ABOUT THIS TASK: Retype every entry word for word.

DATA SHOWN:

_ _ _

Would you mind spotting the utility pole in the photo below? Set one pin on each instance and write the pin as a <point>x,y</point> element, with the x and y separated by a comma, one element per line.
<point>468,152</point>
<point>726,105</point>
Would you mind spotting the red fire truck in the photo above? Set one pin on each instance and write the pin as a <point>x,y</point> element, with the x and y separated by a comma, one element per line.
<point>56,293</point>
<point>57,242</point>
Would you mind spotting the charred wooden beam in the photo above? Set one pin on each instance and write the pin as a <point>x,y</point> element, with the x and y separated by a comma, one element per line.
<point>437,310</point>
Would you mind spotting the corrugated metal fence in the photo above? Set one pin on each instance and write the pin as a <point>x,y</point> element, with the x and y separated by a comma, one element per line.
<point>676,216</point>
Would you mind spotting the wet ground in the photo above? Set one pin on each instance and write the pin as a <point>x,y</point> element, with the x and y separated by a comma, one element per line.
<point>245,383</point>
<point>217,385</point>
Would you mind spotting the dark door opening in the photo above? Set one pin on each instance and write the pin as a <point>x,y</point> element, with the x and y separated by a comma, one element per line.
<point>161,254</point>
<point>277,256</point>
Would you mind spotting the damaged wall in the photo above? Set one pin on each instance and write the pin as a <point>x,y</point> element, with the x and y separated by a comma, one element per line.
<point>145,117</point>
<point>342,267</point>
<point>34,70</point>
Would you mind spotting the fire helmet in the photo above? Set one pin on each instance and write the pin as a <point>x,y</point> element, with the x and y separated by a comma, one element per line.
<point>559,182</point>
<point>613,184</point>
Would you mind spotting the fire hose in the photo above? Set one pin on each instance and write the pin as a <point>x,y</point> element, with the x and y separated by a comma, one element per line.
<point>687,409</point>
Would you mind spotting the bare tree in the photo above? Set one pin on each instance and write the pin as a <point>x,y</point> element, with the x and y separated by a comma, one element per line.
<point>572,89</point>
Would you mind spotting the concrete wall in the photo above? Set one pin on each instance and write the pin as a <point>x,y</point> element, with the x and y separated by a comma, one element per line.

_ _ _

RESPONSE FOR THIS EXERCISE:
Would you mind spotting the utility pole in the photo below? Set one pin on each instance and write the pin as a <point>x,y</point> element, with the x and y separated by a comma, one element per line.
<point>468,152</point>
<point>726,105</point>
Would you mind spotting the red fire truck in the photo above? Set one pin on each instance and write the pin as a <point>x,y</point> element, with the x and y separated by a comma, one element per line.
<point>56,293</point>
<point>57,242</point>
Would you mind spotting the charred wooden beam in the photo above? Set one pin on each instance and write the pin as a <point>x,y</point> element, with the x and y separated by a comma, one element per line.
<point>437,310</point>
Would you mind spotting the corrugated metal fence in the photo above? Set one pin on each instance and write the pin as a <point>x,y</point> element, with the x and y separated by a comma, one element per line.
<point>676,216</point>
Would you mind spotting the wet ground in the photo above? Set one pin on each instance and write the pin as a <point>x,y</point> element, with the x and y separated by a comma, one element per line.
<point>245,383</point>
<point>217,385</point>
Would you mind spotting the dark door opening in the photo above? Set one pin on each instance and write the pin as a <point>x,y</point> element, with the x and y separated by a comma, one element per line.
<point>161,254</point>
<point>277,256</point>
Would you mind spotting the damaged wall in the photo above? Set one pin on each instance and write the pin as a <point>x,y</point> element, with the x and y separated by a comma, one element per line.
<point>145,117</point>
<point>342,267</point>
<point>34,70</point>
Would you mind spotting the fire helmet in the photo above? Set one pin on each instance and write the pin as a <point>x,y</point> element, with the x and y separated by a comma, one element per line.
<point>559,182</point>
<point>613,184</point>
Would you mind spotting the fire hose in the photo above? Set one pin on each instance and write the pin as a <point>x,y</point> element, with the x and y separated by a comma, one element per line.
<point>687,409</point>
Would you mind spotting the bare tree in the photo above? Set one pin on each instance and write the pin as a <point>x,y</point> element, with the x and y separated by a comma, one element per line.
<point>572,89</point>
Would you mind spotting the concrete wall in the photo above? Set one pin on each instance and write the pin as a <point>x,y</point> element, with the x and y separated by a comma, one element per line.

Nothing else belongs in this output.